OBJECTIF 1:
Recopiez la partie de la liste qui commence à la ligne contenant « of the striped » et va jusqu'à la fin de la liste, en remplaçant « man's hand » par « person's hand » sans rien changer d'autre.

TEXTE À LIRE:
• • • • •

Il avait déjà créé le Star Band quelques temps avant, et n'eut aucune difficulté à enrôler les pointures du Guinea Jazz (avec Dexter Johnson en tête d'affiche) et du Tropical Jazz. Ainsi, le Star Band devint une sorte de dream team avec Dexter Johnson aux vents, Jose Ramos à le guitare, Lynx Tall, Mady Konaté, Sidate Ly (basse)et le premier lead-vocal, Manu Gomez.
Le fonds musical du Star Band est basé sur la musique cubaine pour marquer une certaine rupture avec l’influence française.

2. Les premiers enregistrements

Entre 1960 et 1970, le Star Band n'édite pas de disque. Ceux qui voulaient écouter la musique tant prisée du groupe phare de Dakar, devaient se rendre au Miami. Mais, un tournant va être pris avec la popularisation du vinyle. Entre-temps, vous vous doutez bien que le Star Band avait fortement changé et était devenu une école de musqiue, accueillant de jeunes (et grands) talents pour en faire des stars. Et le symbole du Star Band du début des années 70 est Pape Seck "Serigne Dagana".
Pape Serigne Seck est né à Saint-Louis en 1946. Et Dieu l'a doté d'une voix extraordinaire. Extraordinaire dans le sens où il avait ce grain éraillé unique. Ce que les gens ignorent, c'est qu'il était aussi un grand saxophoniste. D'ailleurs, l'intro magnifique du "Thiely" original, c'est lui. Imaginez juste que lors des prises de son - à l'époque, il n'y avait qu'une piste d'enregistrement (mono)-, il jouait son intro et chantait derrière... 
Il fit d'abord le bonheur du Star Jazz de Saint-Louis où il se fait connaitre via son tube "Laax bi".... Mais, pour gagner en renommée, il comprend qu'il doit "monter" à Dakar. Ce qu'il fait en 1964.
Ainsi, le Volume 1 du Star Band porte son empreinte. Cet album est paradoxalement le sommet du Star Band. Il ne contient que des tubes tels Bamos pa'al monte, Caramelo, Cheri Coco, Senegambia et le bijou: Thiely
Le Volume 2, quant à lui, est porté par Doudou SowMar Seck et Magatte Ndiaye, trois excellents chanteurs. Des chansons comme Simbonbon et Gossando ont aussi marqué les aficionados.


3. La première scission

Les volumes 3 et 4 sont aussi d'excellents opus, symbolisés par la présence accrue du maestro Laba Sosseh.
Ainsi, la pierre angulaire du volume 3 est l'excellent "Solla". Quelle voix Laba! A écouter aussi: "Mama Yassima"...




Mais, les problèmes ne tardent pas et une première scission a lieu en 1971, quand des musiciens dissidents créent l’orchestre Saf Mounadem. Le gouvernement du Sénégal crée dans le même temps une boite de nuit, le Bawobab, dans le but de divertir les pontes du pouvoir ainsi que leurss hôtes prestigieux. Ils cherchent donc un orchestre qui se pourrait se produire dans ladite boite. Ce sera le Saf Mounadem qui prendra assez vite le nom d’Orchestre du Bawobab.

• • • • •

DONNÉES FOURNIES:
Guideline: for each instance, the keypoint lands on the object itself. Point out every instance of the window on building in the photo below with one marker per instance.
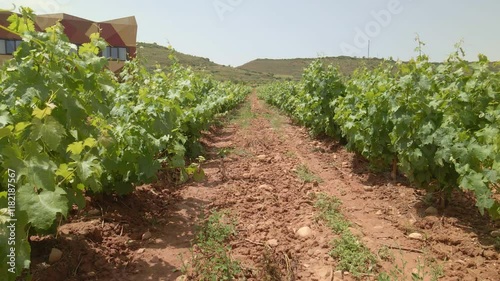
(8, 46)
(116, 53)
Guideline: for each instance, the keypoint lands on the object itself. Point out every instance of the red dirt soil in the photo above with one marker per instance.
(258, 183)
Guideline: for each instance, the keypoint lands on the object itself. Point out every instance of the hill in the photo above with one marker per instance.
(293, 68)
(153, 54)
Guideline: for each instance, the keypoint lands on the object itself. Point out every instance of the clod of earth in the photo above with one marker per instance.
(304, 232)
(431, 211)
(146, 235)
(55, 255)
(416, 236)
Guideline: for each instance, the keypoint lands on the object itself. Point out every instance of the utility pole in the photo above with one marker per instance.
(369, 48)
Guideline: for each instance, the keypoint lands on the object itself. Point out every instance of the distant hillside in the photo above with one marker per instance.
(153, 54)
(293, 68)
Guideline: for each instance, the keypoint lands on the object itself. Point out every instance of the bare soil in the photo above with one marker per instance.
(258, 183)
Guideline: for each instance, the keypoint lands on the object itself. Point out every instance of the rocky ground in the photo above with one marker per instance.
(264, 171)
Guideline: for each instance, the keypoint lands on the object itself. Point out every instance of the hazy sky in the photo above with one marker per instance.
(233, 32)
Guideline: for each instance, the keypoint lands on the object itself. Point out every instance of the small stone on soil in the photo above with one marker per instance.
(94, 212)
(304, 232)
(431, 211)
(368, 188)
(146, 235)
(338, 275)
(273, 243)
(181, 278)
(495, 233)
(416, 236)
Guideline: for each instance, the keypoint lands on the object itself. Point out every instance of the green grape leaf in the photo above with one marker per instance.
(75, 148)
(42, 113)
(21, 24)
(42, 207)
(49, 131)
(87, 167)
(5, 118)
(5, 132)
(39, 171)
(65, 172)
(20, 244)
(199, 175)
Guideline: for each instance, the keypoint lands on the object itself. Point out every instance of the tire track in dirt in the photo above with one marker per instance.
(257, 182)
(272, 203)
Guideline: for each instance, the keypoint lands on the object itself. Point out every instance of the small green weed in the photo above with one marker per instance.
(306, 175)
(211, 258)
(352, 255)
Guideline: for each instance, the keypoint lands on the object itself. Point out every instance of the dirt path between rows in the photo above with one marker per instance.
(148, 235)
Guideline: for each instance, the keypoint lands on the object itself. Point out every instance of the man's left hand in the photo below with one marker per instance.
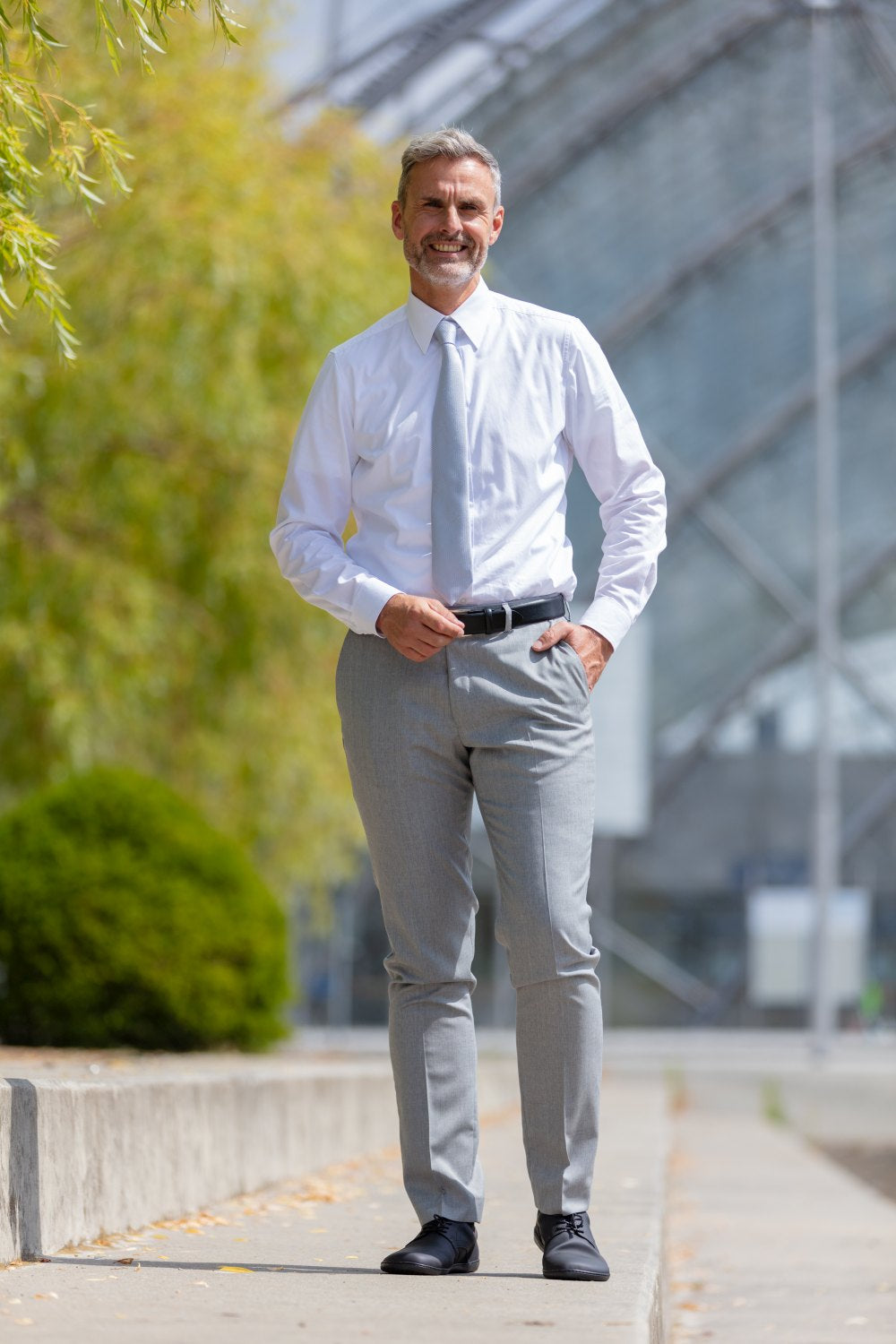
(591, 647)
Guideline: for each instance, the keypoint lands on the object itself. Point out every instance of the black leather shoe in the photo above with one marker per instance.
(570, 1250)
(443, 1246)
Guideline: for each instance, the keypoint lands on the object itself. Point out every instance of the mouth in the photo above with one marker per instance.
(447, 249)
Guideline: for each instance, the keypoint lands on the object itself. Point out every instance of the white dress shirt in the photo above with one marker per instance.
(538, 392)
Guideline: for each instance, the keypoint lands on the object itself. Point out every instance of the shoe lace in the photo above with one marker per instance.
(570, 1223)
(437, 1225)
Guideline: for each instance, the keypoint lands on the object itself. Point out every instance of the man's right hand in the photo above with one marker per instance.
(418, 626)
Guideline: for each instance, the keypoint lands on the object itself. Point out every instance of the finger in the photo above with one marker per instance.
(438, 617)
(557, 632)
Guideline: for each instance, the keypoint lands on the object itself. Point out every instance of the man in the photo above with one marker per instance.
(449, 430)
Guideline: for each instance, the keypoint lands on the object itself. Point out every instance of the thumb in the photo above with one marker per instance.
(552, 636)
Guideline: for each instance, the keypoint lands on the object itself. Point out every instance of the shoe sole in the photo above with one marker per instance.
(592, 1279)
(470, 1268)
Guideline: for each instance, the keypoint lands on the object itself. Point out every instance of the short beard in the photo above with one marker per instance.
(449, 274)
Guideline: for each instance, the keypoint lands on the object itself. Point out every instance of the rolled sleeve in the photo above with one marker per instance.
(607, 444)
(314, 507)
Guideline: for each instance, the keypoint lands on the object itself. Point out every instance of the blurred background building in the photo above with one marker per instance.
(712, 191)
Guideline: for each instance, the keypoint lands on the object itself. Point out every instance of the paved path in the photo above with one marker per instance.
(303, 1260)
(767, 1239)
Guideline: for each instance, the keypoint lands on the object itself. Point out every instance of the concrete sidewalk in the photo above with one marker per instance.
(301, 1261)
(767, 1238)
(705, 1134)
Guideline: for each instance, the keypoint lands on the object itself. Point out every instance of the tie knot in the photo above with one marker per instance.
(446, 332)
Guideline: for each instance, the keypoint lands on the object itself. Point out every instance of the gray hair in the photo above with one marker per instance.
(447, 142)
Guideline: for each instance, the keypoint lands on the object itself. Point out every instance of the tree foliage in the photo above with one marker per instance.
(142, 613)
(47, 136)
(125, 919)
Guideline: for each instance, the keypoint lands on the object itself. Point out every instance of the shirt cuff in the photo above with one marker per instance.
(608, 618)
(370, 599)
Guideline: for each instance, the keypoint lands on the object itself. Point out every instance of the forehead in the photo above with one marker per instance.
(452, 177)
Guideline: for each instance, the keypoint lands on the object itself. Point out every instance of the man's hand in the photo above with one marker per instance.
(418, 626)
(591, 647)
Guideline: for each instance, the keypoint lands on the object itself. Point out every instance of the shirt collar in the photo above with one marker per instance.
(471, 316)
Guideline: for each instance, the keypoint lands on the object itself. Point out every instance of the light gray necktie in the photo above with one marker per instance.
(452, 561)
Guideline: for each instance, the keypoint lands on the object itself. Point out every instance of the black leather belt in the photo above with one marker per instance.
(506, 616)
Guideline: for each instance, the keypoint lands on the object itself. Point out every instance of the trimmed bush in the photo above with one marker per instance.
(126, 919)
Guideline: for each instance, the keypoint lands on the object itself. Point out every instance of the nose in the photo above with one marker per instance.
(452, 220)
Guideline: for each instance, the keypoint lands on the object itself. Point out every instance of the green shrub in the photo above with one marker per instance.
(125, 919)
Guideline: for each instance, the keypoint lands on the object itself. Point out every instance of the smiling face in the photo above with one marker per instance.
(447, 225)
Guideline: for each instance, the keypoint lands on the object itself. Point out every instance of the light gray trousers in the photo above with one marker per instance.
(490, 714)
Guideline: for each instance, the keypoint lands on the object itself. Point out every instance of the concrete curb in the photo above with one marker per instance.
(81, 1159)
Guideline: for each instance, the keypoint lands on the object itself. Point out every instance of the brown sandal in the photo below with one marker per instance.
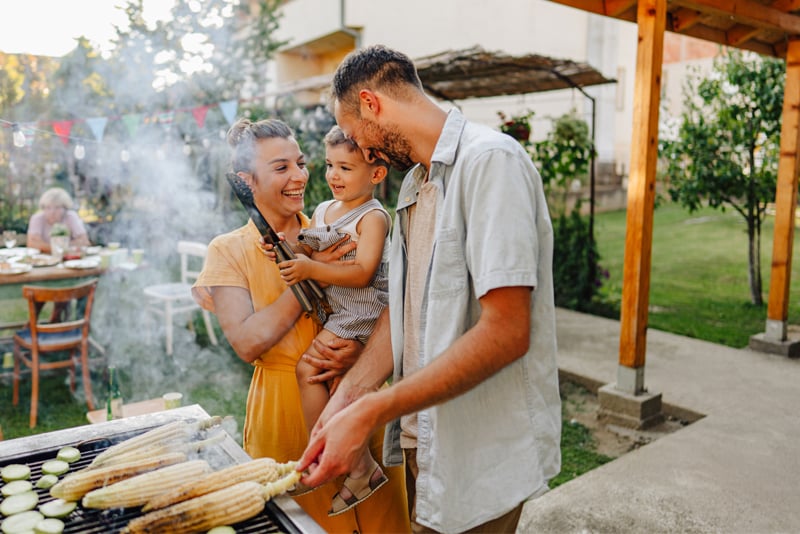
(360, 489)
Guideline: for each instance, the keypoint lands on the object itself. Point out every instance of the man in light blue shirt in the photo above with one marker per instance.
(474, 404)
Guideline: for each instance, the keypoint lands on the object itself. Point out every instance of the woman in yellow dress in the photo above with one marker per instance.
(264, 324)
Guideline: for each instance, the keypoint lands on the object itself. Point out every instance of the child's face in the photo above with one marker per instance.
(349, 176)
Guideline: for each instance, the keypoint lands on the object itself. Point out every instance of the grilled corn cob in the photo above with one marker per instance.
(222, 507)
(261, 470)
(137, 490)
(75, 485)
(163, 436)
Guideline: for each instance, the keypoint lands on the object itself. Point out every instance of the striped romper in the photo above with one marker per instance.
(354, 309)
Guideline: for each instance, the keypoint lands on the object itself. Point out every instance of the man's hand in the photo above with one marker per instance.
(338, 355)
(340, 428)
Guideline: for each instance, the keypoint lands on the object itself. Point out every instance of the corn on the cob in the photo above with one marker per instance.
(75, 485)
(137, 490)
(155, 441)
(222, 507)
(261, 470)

• • • • •

OBJECTIF 2:
D'après le texte sur le Star Band, répondez brièvement :
(a) Dans quelle ville et en quelle année est né Pape Serigne Seck ?
(b) Sur quelle musique repose le fonds musical du Star Band ?
(c) En quelle année a lieu la première scission ?

RÉPONSE RÉDIGÉE 1:
Guideline: for each instance, the keypoint lands on the object itself. Point out every instance of the striped romper in the photo above with one marker per instance.
(354, 309)
Guideline: for each instance, the keypoint lands on the object itself. Point out every instance of the person's hand in the photo above with one marker per instance.
(338, 355)
(340, 428)
Guideline: for each instance, the keypoint lands on the object itself. Point out every instance of the corn on the cob in the photo above with one marker per instance.
(75, 485)
(137, 490)
(155, 441)
(222, 507)
(261, 470)

RÉPONSE RÉDIGÉE 2:
(a) À Saint-Louis, en 1946.
(b) Sur la musique cubaine.
(c) En 1971.